■ **The problem**
Pictures stay out; everything else in the records below is copied exactly.

■ **Source material**
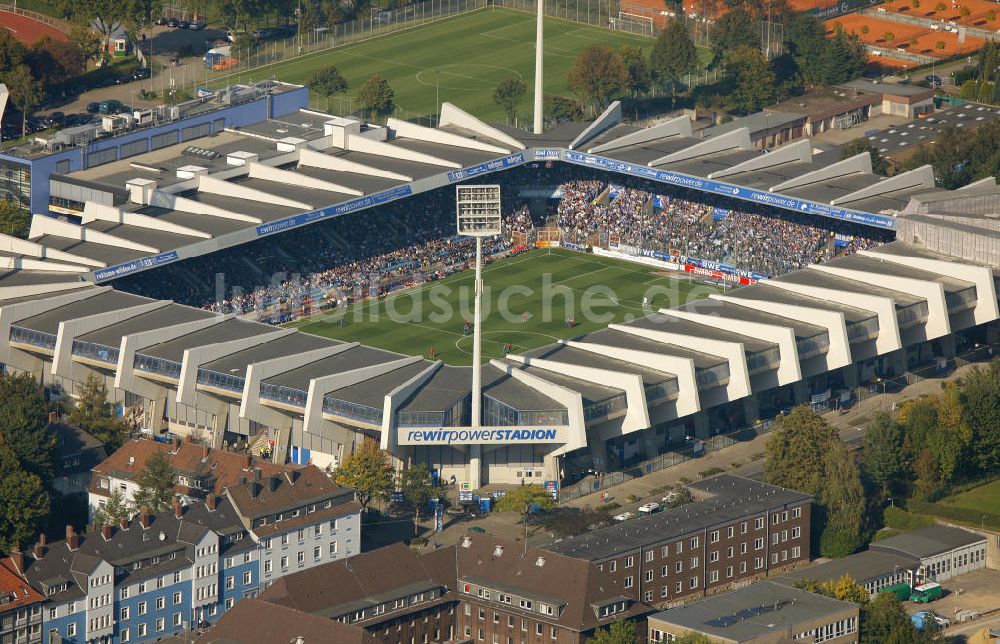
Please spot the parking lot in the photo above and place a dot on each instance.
(900, 138)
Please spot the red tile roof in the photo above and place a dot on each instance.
(14, 586)
(223, 469)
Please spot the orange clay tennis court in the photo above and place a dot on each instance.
(911, 38)
(979, 11)
(27, 30)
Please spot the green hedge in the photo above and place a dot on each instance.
(974, 518)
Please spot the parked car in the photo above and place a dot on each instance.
(112, 106)
(649, 508)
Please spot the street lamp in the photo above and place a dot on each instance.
(478, 215)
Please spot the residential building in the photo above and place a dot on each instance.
(77, 452)
(942, 552)
(391, 593)
(509, 593)
(483, 589)
(198, 469)
(168, 573)
(762, 613)
(872, 569)
(262, 622)
(20, 604)
(736, 530)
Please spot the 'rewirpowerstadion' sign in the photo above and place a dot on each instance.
(482, 435)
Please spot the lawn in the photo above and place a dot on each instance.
(985, 498)
(549, 285)
(463, 57)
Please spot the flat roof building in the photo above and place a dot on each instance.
(762, 613)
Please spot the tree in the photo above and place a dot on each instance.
(508, 95)
(417, 487)
(754, 79)
(25, 93)
(14, 220)
(88, 42)
(979, 393)
(806, 454)
(881, 452)
(861, 145)
(156, 484)
(368, 471)
(617, 632)
(327, 81)
(673, 54)
(116, 509)
(638, 70)
(24, 503)
(844, 58)
(376, 96)
(95, 415)
(24, 424)
(523, 499)
(598, 75)
(806, 39)
(733, 30)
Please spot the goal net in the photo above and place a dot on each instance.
(633, 23)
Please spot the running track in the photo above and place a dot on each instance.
(27, 30)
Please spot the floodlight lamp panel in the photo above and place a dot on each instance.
(478, 210)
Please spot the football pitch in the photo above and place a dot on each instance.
(462, 58)
(528, 300)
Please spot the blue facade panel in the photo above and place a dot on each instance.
(235, 116)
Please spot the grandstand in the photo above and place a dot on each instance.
(162, 221)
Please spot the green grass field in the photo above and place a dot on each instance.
(466, 56)
(985, 498)
(434, 314)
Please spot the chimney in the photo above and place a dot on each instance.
(72, 538)
(17, 558)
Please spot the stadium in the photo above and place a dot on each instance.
(257, 287)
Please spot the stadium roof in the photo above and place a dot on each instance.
(233, 187)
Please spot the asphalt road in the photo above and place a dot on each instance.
(900, 138)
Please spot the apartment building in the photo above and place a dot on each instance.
(737, 530)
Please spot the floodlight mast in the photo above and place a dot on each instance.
(478, 215)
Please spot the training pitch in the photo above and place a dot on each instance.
(528, 299)
(463, 58)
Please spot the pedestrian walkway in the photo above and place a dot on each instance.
(746, 458)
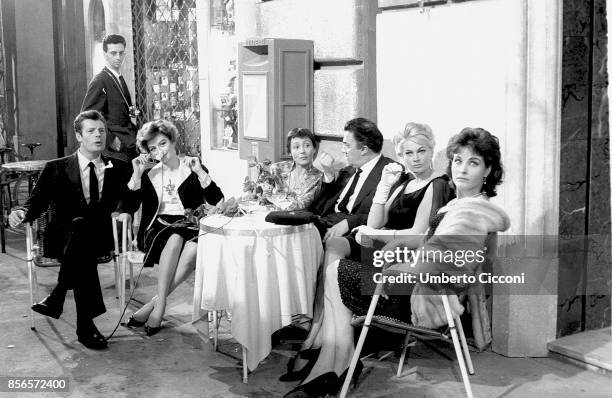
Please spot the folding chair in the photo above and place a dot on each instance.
(35, 256)
(455, 328)
(129, 255)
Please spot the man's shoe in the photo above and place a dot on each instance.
(49, 307)
(92, 338)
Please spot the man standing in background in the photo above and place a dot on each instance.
(108, 94)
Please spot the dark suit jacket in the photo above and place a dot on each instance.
(104, 95)
(59, 185)
(324, 204)
(190, 192)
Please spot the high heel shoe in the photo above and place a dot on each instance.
(356, 374)
(134, 323)
(323, 385)
(312, 354)
(152, 330)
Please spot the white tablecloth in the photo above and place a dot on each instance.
(263, 273)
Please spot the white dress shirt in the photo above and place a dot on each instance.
(366, 169)
(84, 168)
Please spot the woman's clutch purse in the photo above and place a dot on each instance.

■ **Response to the exercise**
Please spot the parking lot in the photo above and place a dot on each instance.
(900, 138)
Please spot the red tile roof in the photo above and place a dot on each instance.
(14, 586)
(223, 469)
Please spot the orange clay tennis court in the photo above and place a dot on each instance.
(911, 38)
(979, 11)
(27, 30)
Please spot the green hedge in the photo above and place a dot on each instance.
(974, 518)
Please spot the parked car in the photo above and place a dot on each instance.
(112, 106)
(649, 508)
Please spot the street lamp in the photo above and place a dot on each instance.
(478, 215)
Please spot the residential building in the photo above and place a dot on each instance.
(77, 452)
(942, 552)
(391, 593)
(509, 593)
(483, 589)
(198, 469)
(168, 573)
(762, 613)
(872, 569)
(262, 622)
(20, 604)
(736, 530)
Please spot the 'rewirpowerstadion' sign in the photo above and place a dot on each instance.
(482, 435)
Please spot the lawn in the photo above and place a dot on each instance.
(985, 498)
(549, 285)
(463, 57)
Please spot the flat roof building in the photo above and place a dot on each instance.
(762, 613)
Please spot the tree in the photo above and place a dot on each instance.
(508, 95)
(417, 487)
(754, 79)
(25, 93)
(14, 220)
(88, 42)
(979, 393)
(806, 454)
(881, 452)
(861, 145)
(156, 484)
(368, 471)
(617, 632)
(327, 81)
(673, 54)
(116, 509)
(638, 70)
(24, 503)
(844, 58)
(376, 96)
(95, 415)
(24, 424)
(523, 499)
(598, 75)
(806, 39)
(733, 30)
Please spot the goal net in the photo above and place a dot on each instance.
(633, 23)
Please spot the running track in the photo above and place a dot on each instance.
(27, 30)
Please spot the floodlight lamp panel in the photo above and place a dot on each instance.
(478, 210)
Please spot the football pitch in the photo above and place a dot on each instance.
(462, 58)
(528, 300)
Please spot the blue facade panel in the photo above and place a dot on each instance.
(235, 116)
Please spot the grandstand in the photo above and place a dot on each instance.
(162, 221)
Please spot the green grass field in the photo above and place a dot on each instance.
(466, 56)
(985, 498)
(434, 314)
Please spot the chimney in the photo above and place a dot on each instance.
(72, 538)
(17, 558)
Please spot the stadium in the photo above and place a dot on each instance.
(257, 287)
Please spot the stadium roof in the photo above and place a dot on each instance.
(233, 187)
Please spot the asphalt road in the photo above and place a dot on each instance.
(900, 138)
Please spot the apartment building in the photo above and place a dot on each instance.
(737, 530)
Please spot the floodlight mast in the photo above and place a dot on each instance.
(478, 215)
Please spot the training pitch in the photo above and place a dot on each instance.
(528, 299)
(463, 58)
Please spot the pedestrian walkway in the photo above and place a dot on each instance.
(746, 458)
Please spot the folding chair in the photo above and place a dot on each instance.
(35, 256)
(455, 328)
(129, 255)
Please spot the man's shoe in the photo above and place a dot on each instance.
(49, 307)
(92, 338)
Please spot the man standing in background in the photo above and place a dot on each instance.
(108, 94)
Please spot the dark suit jacket in the photo above and place a dot on each instance.
(104, 95)
(59, 185)
(324, 204)
(190, 192)
Please spot the high heel shoe in the photo above and place a dot on each instance.
(356, 374)
(134, 323)
(323, 385)
(312, 354)
(152, 330)
Please spot the white tablecloth in the photo above and place a dot on each instance.
(263, 273)
Please spot the white dress shirt in the photo above and place a dot on each instance.
(366, 169)
(84, 168)
Please spot the woman's clutch purse in the photo above and place a dot on each instance.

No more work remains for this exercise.